EXERCISE
Find how many lines in the material below hold the word "gear". Reply with that figure alone.

MATERIAL SUPPLIED
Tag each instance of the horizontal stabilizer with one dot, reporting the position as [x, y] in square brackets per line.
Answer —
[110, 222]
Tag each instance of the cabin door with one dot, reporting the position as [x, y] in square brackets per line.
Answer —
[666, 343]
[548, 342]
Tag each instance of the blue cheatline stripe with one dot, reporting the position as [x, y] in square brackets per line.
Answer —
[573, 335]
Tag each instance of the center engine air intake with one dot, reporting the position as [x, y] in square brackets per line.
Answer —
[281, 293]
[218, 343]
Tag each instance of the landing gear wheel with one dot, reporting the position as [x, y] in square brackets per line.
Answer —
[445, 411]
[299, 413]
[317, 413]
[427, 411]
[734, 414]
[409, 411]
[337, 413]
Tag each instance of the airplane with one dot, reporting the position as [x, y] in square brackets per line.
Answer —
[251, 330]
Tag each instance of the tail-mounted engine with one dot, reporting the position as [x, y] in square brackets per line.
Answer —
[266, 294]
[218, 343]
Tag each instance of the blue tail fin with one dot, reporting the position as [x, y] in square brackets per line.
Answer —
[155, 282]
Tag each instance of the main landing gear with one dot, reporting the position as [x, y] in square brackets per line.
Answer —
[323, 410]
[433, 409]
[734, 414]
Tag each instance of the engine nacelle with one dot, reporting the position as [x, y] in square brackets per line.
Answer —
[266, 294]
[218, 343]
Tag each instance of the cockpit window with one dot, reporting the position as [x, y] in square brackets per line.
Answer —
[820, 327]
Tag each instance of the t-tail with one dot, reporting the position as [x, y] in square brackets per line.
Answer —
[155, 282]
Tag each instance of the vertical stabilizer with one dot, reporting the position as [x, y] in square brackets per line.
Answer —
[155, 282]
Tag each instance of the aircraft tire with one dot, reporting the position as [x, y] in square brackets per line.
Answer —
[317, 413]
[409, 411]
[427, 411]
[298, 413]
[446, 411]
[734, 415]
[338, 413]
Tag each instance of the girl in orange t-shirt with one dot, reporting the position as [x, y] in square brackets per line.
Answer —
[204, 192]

--

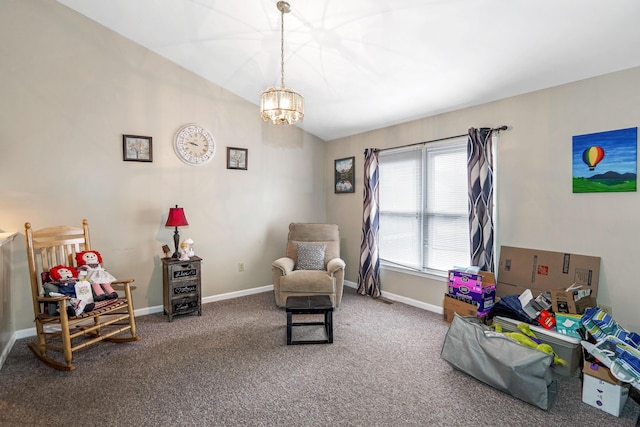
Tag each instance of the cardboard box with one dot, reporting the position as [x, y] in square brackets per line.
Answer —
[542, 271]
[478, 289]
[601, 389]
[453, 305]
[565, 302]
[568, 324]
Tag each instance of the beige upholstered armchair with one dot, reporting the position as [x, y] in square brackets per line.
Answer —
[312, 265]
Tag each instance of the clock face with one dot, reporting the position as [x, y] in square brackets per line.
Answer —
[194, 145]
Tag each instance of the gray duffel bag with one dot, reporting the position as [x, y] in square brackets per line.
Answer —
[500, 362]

YOUR RESPONSE
2